* begin STORED RECORDS *

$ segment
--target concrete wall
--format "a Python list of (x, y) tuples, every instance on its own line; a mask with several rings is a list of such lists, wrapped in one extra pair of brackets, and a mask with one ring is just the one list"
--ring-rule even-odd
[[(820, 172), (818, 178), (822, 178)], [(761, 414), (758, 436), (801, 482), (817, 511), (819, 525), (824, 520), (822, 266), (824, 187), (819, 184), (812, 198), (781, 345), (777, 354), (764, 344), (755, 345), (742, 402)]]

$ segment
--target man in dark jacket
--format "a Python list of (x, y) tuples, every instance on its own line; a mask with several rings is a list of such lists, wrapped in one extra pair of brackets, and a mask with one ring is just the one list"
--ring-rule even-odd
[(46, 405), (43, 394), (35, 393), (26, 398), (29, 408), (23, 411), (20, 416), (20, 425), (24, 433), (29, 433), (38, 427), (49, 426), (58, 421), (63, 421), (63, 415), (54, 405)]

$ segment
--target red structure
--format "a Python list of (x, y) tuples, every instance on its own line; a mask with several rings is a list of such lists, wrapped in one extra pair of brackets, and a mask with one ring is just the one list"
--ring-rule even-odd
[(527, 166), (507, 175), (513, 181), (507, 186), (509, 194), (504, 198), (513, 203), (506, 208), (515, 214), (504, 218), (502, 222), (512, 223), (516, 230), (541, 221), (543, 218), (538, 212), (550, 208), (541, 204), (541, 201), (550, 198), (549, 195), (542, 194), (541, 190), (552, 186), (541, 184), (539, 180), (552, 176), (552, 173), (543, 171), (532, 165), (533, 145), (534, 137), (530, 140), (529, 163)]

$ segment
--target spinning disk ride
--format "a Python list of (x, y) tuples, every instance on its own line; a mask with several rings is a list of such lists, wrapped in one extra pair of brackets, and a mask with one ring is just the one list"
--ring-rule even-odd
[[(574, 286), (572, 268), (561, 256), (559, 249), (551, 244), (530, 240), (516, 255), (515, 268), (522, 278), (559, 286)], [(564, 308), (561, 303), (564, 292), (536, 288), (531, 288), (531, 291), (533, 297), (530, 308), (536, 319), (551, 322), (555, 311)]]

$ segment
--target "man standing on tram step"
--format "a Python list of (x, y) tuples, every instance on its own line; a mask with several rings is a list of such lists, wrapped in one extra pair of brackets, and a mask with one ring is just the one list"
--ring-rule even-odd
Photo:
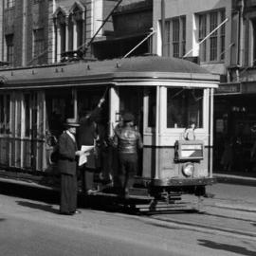
[(75, 119), (67, 119), (65, 131), (59, 138), (58, 168), (61, 173), (61, 204), (60, 213), (73, 215), (77, 210), (77, 159), (82, 152), (78, 151), (75, 138), (76, 128), (79, 127)]
[(142, 149), (143, 143), (140, 134), (134, 127), (134, 115), (126, 113), (122, 120), (123, 126), (116, 130), (113, 143), (118, 148), (121, 195), (128, 198), (129, 188), (133, 184), (132, 177), (137, 172), (137, 150)]
[[(80, 127), (78, 130), (78, 144), (81, 148), (82, 145), (95, 146), (96, 139), (98, 138), (98, 129), (96, 120), (99, 119), (101, 105), (105, 99), (101, 99), (97, 107), (87, 113), (85, 117), (80, 119)], [(97, 169), (95, 150), (90, 151), (87, 156), (87, 162), (80, 167), (82, 178), (82, 190), (85, 194), (91, 194), (97, 190), (94, 187), (94, 173)]]

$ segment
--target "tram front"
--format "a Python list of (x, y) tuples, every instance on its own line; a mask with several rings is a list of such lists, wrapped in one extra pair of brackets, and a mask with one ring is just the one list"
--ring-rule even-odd
[[(212, 116), (218, 76), (188, 61), (148, 58), (137, 58), (133, 65), (131, 60), (123, 63), (120, 74), (125, 72), (126, 79), (119, 81), (119, 90), (143, 86), (144, 148), (136, 184), (153, 195), (162, 191), (203, 195), (205, 186), (214, 182)], [(187, 137), (190, 123), (194, 128)]]

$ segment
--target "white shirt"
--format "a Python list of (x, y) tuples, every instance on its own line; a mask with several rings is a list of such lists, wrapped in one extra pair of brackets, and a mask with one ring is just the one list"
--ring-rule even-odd
[(71, 134), (68, 130), (66, 130), (65, 132), (70, 136), (70, 137), (72, 138), (72, 140), (73, 140), (74, 142), (76, 142), (76, 137), (75, 137), (75, 136), (74, 136), (73, 134)]

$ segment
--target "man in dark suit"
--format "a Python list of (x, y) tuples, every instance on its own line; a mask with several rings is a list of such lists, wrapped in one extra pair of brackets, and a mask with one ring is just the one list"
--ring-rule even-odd
[(79, 127), (75, 119), (66, 119), (66, 129), (59, 139), (58, 168), (61, 173), (61, 204), (60, 213), (73, 215), (77, 210), (77, 159), (82, 154), (78, 151), (75, 138), (76, 128)]
[[(97, 107), (87, 113), (85, 117), (80, 119), (80, 127), (78, 129), (78, 143), (81, 146), (95, 146), (95, 141), (98, 138), (97, 119), (99, 119), (101, 110), (101, 105), (105, 101), (102, 98), (100, 100)], [(87, 157), (87, 162), (81, 166), (82, 190), (84, 193), (90, 194), (96, 192), (94, 188), (94, 172), (97, 169), (95, 151), (90, 151)]]

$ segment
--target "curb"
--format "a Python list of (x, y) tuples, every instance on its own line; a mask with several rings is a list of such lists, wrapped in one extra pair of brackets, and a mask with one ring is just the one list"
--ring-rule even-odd
[(256, 186), (256, 178), (229, 174), (213, 174), (219, 183), (229, 183), (246, 186)]

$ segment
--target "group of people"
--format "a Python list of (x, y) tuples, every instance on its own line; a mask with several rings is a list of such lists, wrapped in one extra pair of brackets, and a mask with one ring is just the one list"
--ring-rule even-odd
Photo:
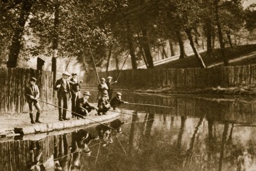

* end STORED RECORDS *

From the first of the rows through the line containing "345), (742, 402)]]", inclusive, reproduce the lines with "concrete wall" changed to "stone wall" and everything else unaltered.

$ segment
--target stone wall
--format "a Python list of (x, y) tuples, every instance on its own line; a mask with several rings is a list of such lists, wrapped in one extra pair of brackets, and a mask with one ring is just the one list"
--ring-rule even-odd
[[(820, 172), (818, 178), (822, 178)], [(761, 414), (758, 436), (801, 482), (817, 511), (819, 525), (824, 520), (822, 266), (824, 187), (819, 184), (812, 198), (781, 345), (777, 354), (764, 344), (755, 345), (742, 402)]]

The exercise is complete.